* GOAL 1
Pick out every line of the records below that contains the word "wearing", and copy each of those lines.

* DOCUMENT
○ ○ ○ ○

This vignette aims to exemplify how you can use resampling and tuning within a tidyflow.

A tidyflow is a bundle of steps that allow you to bundle together your data, splitting, resampling, preprocessing, modeling, and grid search. For executing a grid search, the tidymodels ecosystem contains the tune package. tune allows you to run many sub-models, each one with a different combination of tuning parameters, with the aim of choosing the best final model.

In another vignette, we discussed the concept of resampling and how it can be used to evaluate the stability of a model. For performing a grid search, resampling is a natural step because we need to try a combination of tuning values for each parameter in a model. In other words, we will run many models with different values for the models parameters and we need a way to get random samples from the data. Resampling is thus combined with a general strategy of trying out different sub-models.

Let’s define a random forest model but we want to try different values in the trees argument. We can signal that with the tune() function. This just means that the trees will be tuned.

library(tidymodels)
library(tidyflow)

rf <- rand_forest(mode = "regression", trees = tune()) %>% set_engine("randomForest")
rf
#> Random Forest Model Specification (regression)
#> 
#> Main Arguments:
#>   trees = tune()
#> 
#> Computational engine: randomForest

At this point, we haven’t really ‘defined’ which values will be used for trees. It could be 3 values (such as 100, 200 and 300) or it could be 500. The package tune hosts a family of functions named grid_* which provide different approaches to sampling random number from different tuning arguments. For example, let’s use grid_regular to obtain an evenly spaced set of values for trees. This is how you would do it in tidymodels:

even_values <- grid_regular(trees(), levels = 10)
even_values
#> # A tibble: 10 x 1
#>    trees
#>    <int>
#>  1     1
#>  2   223
#>  3   445
#>  4   667
#>  5   889
#>  6  1111
#>  7  1333
#>  8  1555
#>  9  1777
#> 10  2000

grid_regular already knows which ‘sensible’ range of values to try. tidyflow provides the function plug_grid that allows you to specify the type of grid search you want to perform. Let’s divide the data into training/testing, specify a cross-validation and plug in the random forest and a grid_regular:

tflow <-
  mtcars %>%
  tidyflow(seed = 57136) %>%
  plug_formula(mpg ~ .) %>%
  plug_split(initial_split) %>%
  plug_resample(vfold_cv) %>%
  plug_model(rf) %>%
  plug_grid(grid_regular)

○ ○ ○ ○

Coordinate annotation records
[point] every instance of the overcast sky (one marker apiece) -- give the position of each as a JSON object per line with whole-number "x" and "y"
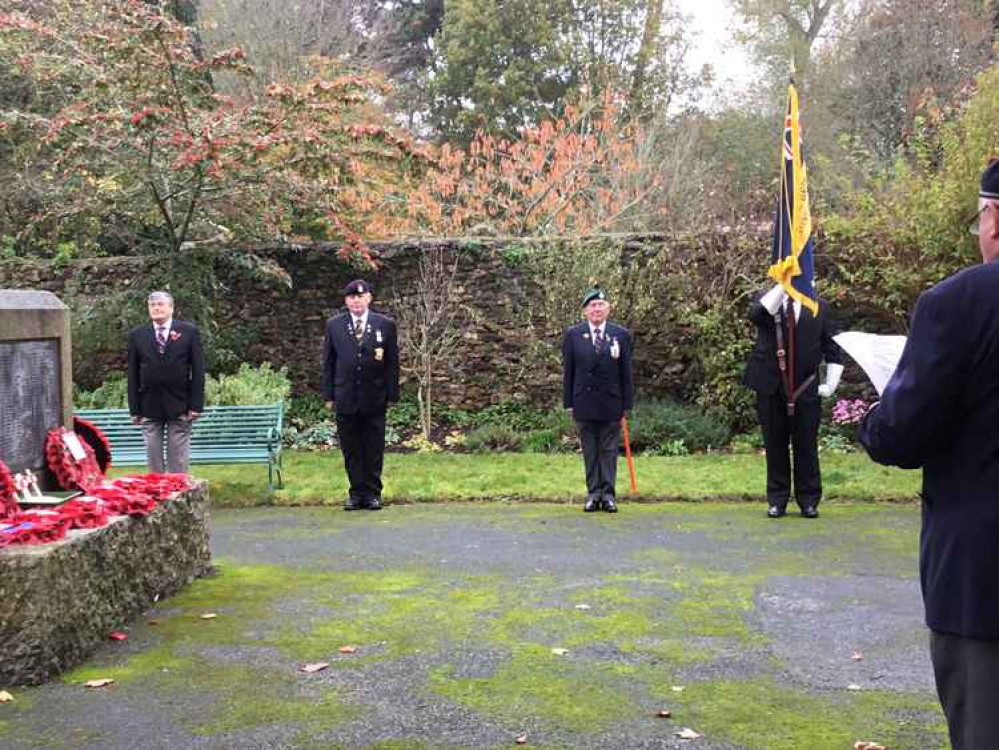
{"x": 714, "y": 23}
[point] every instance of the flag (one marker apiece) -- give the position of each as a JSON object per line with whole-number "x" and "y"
{"x": 791, "y": 259}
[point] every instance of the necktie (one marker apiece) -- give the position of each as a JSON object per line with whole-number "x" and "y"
{"x": 598, "y": 339}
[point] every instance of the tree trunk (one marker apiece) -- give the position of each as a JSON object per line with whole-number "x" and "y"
{"x": 650, "y": 40}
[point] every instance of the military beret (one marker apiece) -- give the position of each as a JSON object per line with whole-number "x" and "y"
{"x": 357, "y": 286}
{"x": 990, "y": 181}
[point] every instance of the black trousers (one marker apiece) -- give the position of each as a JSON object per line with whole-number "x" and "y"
{"x": 967, "y": 675}
{"x": 362, "y": 442}
{"x": 781, "y": 433}
{"x": 600, "y": 441}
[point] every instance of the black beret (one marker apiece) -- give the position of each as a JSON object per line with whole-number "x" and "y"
{"x": 990, "y": 181}
{"x": 357, "y": 286}
{"x": 592, "y": 295}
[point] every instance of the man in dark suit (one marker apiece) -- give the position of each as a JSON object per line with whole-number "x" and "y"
{"x": 940, "y": 411}
{"x": 166, "y": 384}
{"x": 791, "y": 418}
{"x": 597, "y": 387}
{"x": 360, "y": 379}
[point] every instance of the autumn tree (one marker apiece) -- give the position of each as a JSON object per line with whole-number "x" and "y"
{"x": 122, "y": 140}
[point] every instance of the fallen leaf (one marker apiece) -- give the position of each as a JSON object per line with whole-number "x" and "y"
{"x": 319, "y": 666}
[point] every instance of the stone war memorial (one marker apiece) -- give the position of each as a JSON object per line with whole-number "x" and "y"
{"x": 80, "y": 554}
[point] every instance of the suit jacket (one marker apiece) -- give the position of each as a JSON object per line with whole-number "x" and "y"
{"x": 812, "y": 343}
{"x": 597, "y": 387}
{"x": 361, "y": 378}
{"x": 165, "y": 386}
{"x": 940, "y": 411}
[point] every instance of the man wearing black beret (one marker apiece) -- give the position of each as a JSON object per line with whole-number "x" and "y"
{"x": 360, "y": 379}
{"x": 598, "y": 389}
{"x": 939, "y": 412}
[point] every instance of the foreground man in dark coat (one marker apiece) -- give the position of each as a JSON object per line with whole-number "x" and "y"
{"x": 360, "y": 379}
{"x": 166, "y": 384}
{"x": 598, "y": 389}
{"x": 813, "y": 343}
{"x": 940, "y": 411}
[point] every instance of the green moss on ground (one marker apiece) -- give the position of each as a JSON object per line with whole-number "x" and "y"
{"x": 764, "y": 714}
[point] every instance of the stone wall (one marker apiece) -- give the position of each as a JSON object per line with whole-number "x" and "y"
{"x": 60, "y": 601}
{"x": 267, "y": 322}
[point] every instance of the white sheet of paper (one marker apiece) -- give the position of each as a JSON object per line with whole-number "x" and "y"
{"x": 878, "y": 356}
{"x": 75, "y": 446}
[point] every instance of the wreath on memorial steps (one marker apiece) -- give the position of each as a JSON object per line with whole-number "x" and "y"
{"x": 71, "y": 473}
{"x": 8, "y": 498}
{"x": 93, "y": 436}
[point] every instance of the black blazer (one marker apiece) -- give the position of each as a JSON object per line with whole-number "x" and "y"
{"x": 813, "y": 343}
{"x": 360, "y": 378}
{"x": 165, "y": 386}
{"x": 940, "y": 411}
{"x": 597, "y": 387}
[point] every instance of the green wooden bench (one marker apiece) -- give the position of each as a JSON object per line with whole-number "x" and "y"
{"x": 222, "y": 435}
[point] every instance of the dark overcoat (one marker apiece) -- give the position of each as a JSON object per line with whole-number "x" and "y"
{"x": 597, "y": 387}
{"x": 165, "y": 386}
{"x": 813, "y": 343}
{"x": 940, "y": 412}
{"x": 361, "y": 378}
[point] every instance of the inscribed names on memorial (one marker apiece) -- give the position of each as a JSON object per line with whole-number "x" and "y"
{"x": 30, "y": 400}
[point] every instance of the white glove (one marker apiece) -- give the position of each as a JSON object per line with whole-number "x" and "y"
{"x": 773, "y": 299}
{"x": 833, "y": 374}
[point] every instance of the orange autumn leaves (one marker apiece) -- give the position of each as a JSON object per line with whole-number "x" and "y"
{"x": 580, "y": 174}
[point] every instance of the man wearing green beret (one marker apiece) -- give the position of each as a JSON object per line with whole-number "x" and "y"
{"x": 598, "y": 389}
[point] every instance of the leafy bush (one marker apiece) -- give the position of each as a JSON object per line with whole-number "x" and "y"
{"x": 494, "y": 438}
{"x": 308, "y": 410}
{"x": 656, "y": 425}
{"x": 112, "y": 394}
{"x": 250, "y": 385}
{"x": 746, "y": 442}
{"x": 317, "y": 437}
{"x": 520, "y": 417}
{"x": 404, "y": 415}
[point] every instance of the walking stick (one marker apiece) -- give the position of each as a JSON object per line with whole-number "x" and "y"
{"x": 627, "y": 455}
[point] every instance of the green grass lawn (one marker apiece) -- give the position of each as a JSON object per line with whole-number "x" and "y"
{"x": 319, "y": 478}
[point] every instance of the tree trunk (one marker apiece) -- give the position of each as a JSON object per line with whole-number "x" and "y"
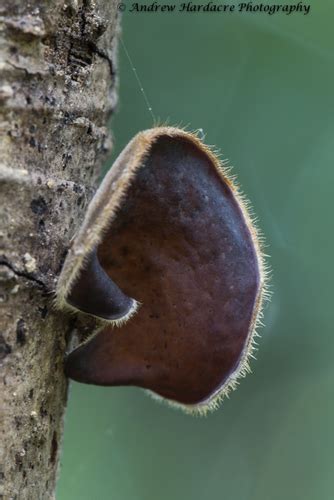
{"x": 57, "y": 91}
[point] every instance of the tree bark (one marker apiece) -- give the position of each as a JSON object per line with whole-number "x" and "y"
{"x": 56, "y": 94}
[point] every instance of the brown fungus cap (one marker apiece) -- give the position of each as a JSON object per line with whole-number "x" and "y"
{"x": 169, "y": 227}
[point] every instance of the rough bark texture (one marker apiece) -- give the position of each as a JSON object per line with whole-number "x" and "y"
{"x": 57, "y": 91}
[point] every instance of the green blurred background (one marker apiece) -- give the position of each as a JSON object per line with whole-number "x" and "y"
{"x": 261, "y": 87}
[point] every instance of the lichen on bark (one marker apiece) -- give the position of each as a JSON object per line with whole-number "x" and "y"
{"x": 57, "y": 92}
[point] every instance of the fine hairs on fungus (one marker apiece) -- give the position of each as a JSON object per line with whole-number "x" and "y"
{"x": 167, "y": 254}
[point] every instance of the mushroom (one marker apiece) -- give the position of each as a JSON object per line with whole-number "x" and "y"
{"x": 169, "y": 226}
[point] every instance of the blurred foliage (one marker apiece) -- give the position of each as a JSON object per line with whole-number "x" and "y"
{"x": 261, "y": 87}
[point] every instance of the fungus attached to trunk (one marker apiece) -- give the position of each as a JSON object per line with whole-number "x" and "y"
{"x": 168, "y": 226}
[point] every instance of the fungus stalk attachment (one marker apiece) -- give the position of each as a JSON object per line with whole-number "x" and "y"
{"x": 169, "y": 230}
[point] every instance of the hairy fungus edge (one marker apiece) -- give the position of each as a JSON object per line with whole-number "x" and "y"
{"x": 103, "y": 209}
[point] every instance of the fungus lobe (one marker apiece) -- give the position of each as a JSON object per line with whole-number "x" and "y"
{"x": 168, "y": 227}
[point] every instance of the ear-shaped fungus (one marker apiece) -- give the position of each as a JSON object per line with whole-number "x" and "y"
{"x": 169, "y": 227}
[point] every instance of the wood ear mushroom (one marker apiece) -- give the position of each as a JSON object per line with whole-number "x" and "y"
{"x": 168, "y": 230}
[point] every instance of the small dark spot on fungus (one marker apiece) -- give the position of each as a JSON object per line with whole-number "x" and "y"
{"x": 170, "y": 228}
{"x": 38, "y": 206}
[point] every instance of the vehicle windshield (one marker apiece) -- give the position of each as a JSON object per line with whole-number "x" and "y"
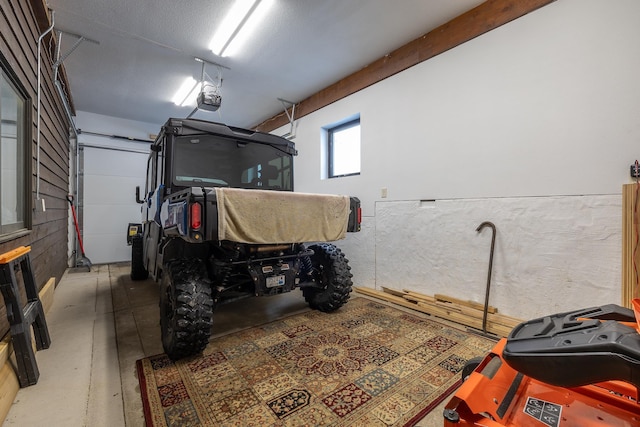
{"x": 214, "y": 161}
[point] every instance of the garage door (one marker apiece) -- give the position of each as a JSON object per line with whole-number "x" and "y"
{"x": 110, "y": 176}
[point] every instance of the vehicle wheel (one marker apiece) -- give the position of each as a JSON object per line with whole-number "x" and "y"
{"x": 330, "y": 270}
{"x": 470, "y": 366}
{"x": 138, "y": 272}
{"x": 186, "y": 308}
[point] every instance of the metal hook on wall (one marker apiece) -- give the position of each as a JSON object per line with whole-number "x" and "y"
{"x": 486, "y": 297}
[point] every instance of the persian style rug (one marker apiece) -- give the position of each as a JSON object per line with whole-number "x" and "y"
{"x": 367, "y": 364}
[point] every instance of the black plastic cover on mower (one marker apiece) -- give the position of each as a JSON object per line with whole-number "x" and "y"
{"x": 577, "y": 348}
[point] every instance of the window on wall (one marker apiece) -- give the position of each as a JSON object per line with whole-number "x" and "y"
{"x": 343, "y": 143}
{"x": 14, "y": 187}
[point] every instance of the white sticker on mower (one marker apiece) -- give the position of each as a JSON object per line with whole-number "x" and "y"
{"x": 546, "y": 412}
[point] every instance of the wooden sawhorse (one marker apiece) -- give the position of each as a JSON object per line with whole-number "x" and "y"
{"x": 21, "y": 320}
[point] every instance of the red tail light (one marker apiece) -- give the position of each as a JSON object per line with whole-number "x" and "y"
{"x": 196, "y": 216}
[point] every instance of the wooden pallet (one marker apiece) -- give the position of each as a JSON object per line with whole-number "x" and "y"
{"x": 468, "y": 313}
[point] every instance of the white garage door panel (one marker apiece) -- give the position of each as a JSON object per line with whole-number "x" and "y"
{"x": 110, "y": 178}
{"x": 108, "y": 247}
{"x": 114, "y": 163}
{"x": 110, "y": 190}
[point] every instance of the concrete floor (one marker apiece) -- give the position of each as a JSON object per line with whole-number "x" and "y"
{"x": 100, "y": 323}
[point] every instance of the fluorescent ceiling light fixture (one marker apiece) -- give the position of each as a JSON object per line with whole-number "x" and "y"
{"x": 241, "y": 21}
{"x": 187, "y": 92}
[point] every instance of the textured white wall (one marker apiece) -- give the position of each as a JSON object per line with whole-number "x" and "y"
{"x": 532, "y": 126}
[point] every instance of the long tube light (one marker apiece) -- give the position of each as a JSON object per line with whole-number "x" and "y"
{"x": 238, "y": 25}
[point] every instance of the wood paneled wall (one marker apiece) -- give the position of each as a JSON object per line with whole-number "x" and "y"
{"x": 48, "y": 234}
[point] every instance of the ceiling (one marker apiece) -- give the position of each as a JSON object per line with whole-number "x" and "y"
{"x": 147, "y": 47}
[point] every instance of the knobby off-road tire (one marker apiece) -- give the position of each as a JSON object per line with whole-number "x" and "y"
{"x": 331, "y": 270}
{"x": 186, "y": 308}
{"x": 138, "y": 272}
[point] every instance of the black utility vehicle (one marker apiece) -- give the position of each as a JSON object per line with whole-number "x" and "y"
{"x": 220, "y": 221}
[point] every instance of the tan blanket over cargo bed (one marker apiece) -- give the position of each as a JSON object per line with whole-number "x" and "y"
{"x": 263, "y": 216}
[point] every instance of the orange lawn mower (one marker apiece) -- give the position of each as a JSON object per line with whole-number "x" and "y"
{"x": 574, "y": 369}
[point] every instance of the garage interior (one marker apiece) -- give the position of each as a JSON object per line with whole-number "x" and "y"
{"x": 518, "y": 114}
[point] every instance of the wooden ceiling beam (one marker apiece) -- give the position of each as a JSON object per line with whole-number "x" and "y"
{"x": 482, "y": 19}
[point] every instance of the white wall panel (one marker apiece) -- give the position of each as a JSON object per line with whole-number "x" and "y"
{"x": 532, "y": 126}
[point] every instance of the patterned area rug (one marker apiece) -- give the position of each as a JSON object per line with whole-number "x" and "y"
{"x": 367, "y": 364}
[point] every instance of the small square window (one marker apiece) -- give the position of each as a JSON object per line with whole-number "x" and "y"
{"x": 344, "y": 149}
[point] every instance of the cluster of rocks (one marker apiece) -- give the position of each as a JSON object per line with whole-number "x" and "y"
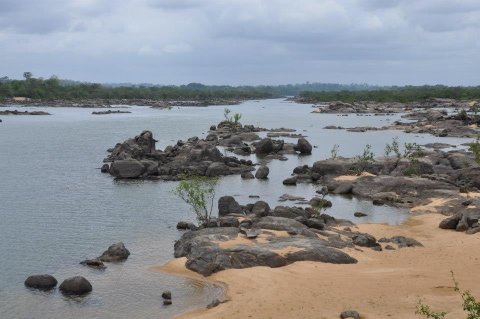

○ ○ ○ ○

* GOAL 2
Answer these questions using the tidyflow vignette above, marking each answer with the same letter:
(a) Which package in the tidymodels ecosystem is named for executing a grid search?
(b) What is the largest value of trees returned by grid_regular(trees(), levels = 10)?
(c) What seed value is passed to tidyflow() when the data are divided into training and testing?

* RESULT 1
[point] every instance of the man wearing black beret (one marker apiece) -- give the position of each as a JSON object per line with whole-number "x" and "y"
[point] every instance of the man wearing green beret (one marker apiece) -- give the position of each as a JSON object per line with whole-number "x" and "y"

* RESULT 2
(a) tune
(b) 2000
(c) 57136